[Labeling and segmentation rows]

--- BEGIN ---

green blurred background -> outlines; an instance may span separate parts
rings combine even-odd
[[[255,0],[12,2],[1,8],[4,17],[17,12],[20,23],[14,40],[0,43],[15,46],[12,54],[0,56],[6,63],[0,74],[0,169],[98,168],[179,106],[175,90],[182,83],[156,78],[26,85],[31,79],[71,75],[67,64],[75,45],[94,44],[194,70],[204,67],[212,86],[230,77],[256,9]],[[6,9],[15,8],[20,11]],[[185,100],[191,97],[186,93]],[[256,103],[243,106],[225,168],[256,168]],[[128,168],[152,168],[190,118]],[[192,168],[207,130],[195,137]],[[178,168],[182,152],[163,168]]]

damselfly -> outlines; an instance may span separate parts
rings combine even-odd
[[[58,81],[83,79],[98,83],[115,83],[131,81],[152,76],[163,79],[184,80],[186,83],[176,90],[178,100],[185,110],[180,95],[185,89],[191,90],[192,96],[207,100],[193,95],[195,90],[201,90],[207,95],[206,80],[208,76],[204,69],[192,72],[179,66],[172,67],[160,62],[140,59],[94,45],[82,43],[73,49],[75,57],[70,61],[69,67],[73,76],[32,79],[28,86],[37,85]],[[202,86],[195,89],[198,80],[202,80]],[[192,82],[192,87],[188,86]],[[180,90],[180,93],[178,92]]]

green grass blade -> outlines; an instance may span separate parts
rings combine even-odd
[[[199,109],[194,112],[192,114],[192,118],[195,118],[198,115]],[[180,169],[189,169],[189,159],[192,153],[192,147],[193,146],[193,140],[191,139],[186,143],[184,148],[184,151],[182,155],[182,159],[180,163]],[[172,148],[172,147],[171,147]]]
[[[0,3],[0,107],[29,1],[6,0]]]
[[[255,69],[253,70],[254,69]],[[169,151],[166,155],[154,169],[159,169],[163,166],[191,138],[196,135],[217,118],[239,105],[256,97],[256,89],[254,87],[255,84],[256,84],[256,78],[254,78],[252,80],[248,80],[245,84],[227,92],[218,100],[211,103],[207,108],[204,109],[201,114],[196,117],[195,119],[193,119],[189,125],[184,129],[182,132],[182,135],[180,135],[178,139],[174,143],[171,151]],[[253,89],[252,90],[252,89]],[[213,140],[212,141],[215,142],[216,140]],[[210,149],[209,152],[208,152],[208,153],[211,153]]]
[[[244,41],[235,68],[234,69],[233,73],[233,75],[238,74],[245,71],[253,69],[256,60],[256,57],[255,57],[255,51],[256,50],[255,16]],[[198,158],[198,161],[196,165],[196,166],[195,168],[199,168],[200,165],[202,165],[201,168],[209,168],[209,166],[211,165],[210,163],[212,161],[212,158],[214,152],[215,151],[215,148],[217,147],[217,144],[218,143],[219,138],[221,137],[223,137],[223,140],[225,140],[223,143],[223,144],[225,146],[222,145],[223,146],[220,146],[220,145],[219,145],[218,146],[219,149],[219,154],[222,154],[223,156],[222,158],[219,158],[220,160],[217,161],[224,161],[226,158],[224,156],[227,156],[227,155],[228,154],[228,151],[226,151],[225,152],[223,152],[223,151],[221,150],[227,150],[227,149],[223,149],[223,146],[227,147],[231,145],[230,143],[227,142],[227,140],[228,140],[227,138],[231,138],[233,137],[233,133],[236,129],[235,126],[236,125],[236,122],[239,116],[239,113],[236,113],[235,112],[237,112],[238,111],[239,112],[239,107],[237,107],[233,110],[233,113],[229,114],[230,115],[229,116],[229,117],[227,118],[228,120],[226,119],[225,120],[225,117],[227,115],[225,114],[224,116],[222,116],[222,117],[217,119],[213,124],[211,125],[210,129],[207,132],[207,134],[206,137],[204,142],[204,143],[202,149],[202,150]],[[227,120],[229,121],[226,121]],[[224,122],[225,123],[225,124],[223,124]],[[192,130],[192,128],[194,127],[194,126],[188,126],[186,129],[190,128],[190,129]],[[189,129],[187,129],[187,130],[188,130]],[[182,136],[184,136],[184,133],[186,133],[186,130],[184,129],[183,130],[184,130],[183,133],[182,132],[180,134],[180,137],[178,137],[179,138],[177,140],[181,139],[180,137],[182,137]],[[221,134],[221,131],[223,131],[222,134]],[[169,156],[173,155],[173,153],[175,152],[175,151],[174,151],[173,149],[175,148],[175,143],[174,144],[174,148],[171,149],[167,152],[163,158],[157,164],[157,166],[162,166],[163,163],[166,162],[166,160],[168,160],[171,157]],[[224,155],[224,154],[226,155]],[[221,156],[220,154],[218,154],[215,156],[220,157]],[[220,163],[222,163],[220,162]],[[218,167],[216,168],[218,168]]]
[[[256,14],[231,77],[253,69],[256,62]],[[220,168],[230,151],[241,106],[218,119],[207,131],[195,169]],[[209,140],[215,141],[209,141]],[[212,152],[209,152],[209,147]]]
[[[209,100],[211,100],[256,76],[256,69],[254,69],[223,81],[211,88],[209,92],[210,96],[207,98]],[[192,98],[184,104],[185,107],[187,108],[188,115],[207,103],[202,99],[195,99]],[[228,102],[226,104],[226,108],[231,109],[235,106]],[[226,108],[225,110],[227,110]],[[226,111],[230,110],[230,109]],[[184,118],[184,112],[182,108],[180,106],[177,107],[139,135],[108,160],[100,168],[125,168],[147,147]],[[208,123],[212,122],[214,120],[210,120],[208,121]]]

--- END ---

WORK INSTRUCTIONS
Copy all of the rows above line for line, with no changes.

TASK SOLUTION
green blurred background -> outlines; an instance may span separate parts
rings combine even-odd
[[[255,0],[12,2],[1,8],[4,17],[17,12],[20,23],[14,40],[0,43],[15,46],[12,54],[0,56],[6,63],[0,74],[0,169],[98,168],[179,106],[175,90],[182,83],[156,78],[26,85],[31,79],[71,75],[67,64],[75,45],[94,44],[194,70],[204,67],[212,86],[230,77],[256,9]],[[6,9],[15,8],[20,11]],[[185,100],[191,97],[186,93]],[[256,103],[243,106],[225,168],[256,168]],[[128,168],[152,168],[190,118]],[[192,168],[207,130],[195,137]],[[178,168],[182,152],[163,168]]]

damselfly -> outlines; an instance may span separate parts
rings combine even-odd
[[[58,81],[83,79],[98,83],[115,83],[131,81],[152,76],[163,79],[184,80],[186,83],[176,90],[178,100],[185,110],[180,95],[185,89],[191,90],[192,96],[207,100],[193,95],[195,90],[201,90],[207,95],[206,80],[208,76],[204,69],[192,72],[179,66],[172,67],[160,62],[140,59],[94,45],[82,43],[73,49],[75,57],[70,61],[69,67],[73,76],[32,79],[28,86],[37,85]],[[202,86],[195,89],[198,80],[202,80]],[[192,82],[192,87],[188,86]],[[180,90],[180,93],[178,92]]]

green grass blade -> outlines; an instance may span separate parts
rings combine even-odd
[[[199,109],[194,112],[192,114],[192,118],[195,118],[198,115]],[[180,169],[189,169],[189,159],[192,153],[192,147],[193,146],[193,140],[191,139],[186,143],[184,148],[184,151],[182,155],[182,159],[180,163]],[[172,148],[172,147],[171,147]]]
[[[0,3],[0,107],[29,1],[6,0]]]
[[[255,69],[253,70],[254,69]],[[169,151],[166,155],[154,169],[159,169],[163,166],[191,138],[196,135],[217,118],[239,105],[256,97],[256,89],[254,87],[255,84],[256,84],[256,78],[254,78],[252,80],[248,80],[245,84],[227,92],[218,100],[211,103],[207,108],[204,109],[201,114],[196,117],[195,119],[193,119],[189,125],[184,129],[182,132],[182,135],[180,135],[178,139],[174,143],[171,151]],[[253,89],[252,90],[252,89]],[[213,140],[212,141],[215,142],[216,140]],[[210,149],[209,152],[208,152],[208,153],[211,153]]]
[[[244,41],[235,68],[234,69],[233,73],[233,75],[238,74],[245,71],[253,69],[256,60],[256,57],[255,57],[255,51],[256,50],[255,16]],[[198,158],[198,161],[196,165],[196,166],[195,168],[199,168],[200,165],[202,165],[201,168],[209,168],[209,166],[211,165],[210,163],[212,161],[212,158],[214,152],[215,151],[215,148],[217,147],[217,144],[218,143],[219,138],[221,137],[223,137],[223,140],[225,140],[223,143],[223,144],[225,146],[222,145],[223,146],[220,146],[220,145],[219,145],[218,146],[219,149],[219,154],[222,154],[223,156],[222,158],[219,158],[220,160],[217,161],[224,161],[226,158],[224,156],[227,156],[227,155],[228,154],[228,151],[226,151],[225,152],[223,152],[223,151],[221,150],[227,150],[227,149],[223,149],[223,146],[227,147],[231,145],[230,143],[227,142],[227,140],[228,140],[227,138],[231,138],[233,137],[233,133],[236,129],[235,126],[236,125],[236,122],[239,116],[239,113],[236,113],[235,112],[237,112],[238,111],[239,112],[239,107],[237,107],[233,110],[233,113],[229,114],[230,115],[229,116],[229,117],[227,118],[228,120],[226,119],[225,120],[225,117],[227,115],[225,114],[224,116],[222,116],[222,117],[217,119],[213,124],[211,125],[210,129],[207,132],[207,134],[206,137],[204,142],[204,143],[202,149],[202,150]],[[227,120],[229,121],[226,121]],[[224,122],[225,123],[225,124],[223,124]],[[192,130],[192,128],[194,127],[194,126],[188,126],[186,129],[190,128],[190,129]],[[189,129],[187,129],[187,130],[188,130]],[[182,136],[184,136],[184,133],[186,133],[186,130],[184,129],[183,130],[184,130],[183,133],[182,132],[180,134],[180,137],[178,137],[179,138],[177,140],[181,139],[180,137],[182,137]],[[221,134],[221,131],[223,131],[222,134]],[[169,156],[173,155],[173,153],[175,152],[175,151],[174,151],[173,149],[175,148],[175,143],[174,144],[174,148],[171,149],[167,152],[163,158],[157,164],[157,166],[162,166],[163,163],[166,162],[166,160],[168,160],[171,157]],[[224,155],[224,154],[226,155]],[[221,156],[220,154],[218,154],[215,156],[220,157]],[[220,163],[222,163],[220,162]],[[218,167],[216,168],[218,168]]]
[[[256,14],[231,77],[253,69],[256,62]],[[220,168],[230,151],[241,106],[218,119],[207,131],[195,169]],[[209,140],[215,141],[209,141]],[[212,152],[209,152],[209,147]]]
[[[209,100],[211,100],[256,76],[256,69],[254,69],[223,81],[211,88],[209,92],[210,96],[207,98]],[[192,98],[184,104],[185,107],[187,108],[188,115],[207,103],[202,99],[195,99]],[[228,102],[226,104],[226,108],[231,109],[235,106]],[[226,108],[225,110],[227,110]],[[226,111],[230,110],[230,109]],[[184,118],[184,112],[182,108],[180,106],[177,107],[139,135],[108,160],[100,168],[125,168],[147,147]],[[208,123],[212,122],[214,120],[210,120],[208,121]]]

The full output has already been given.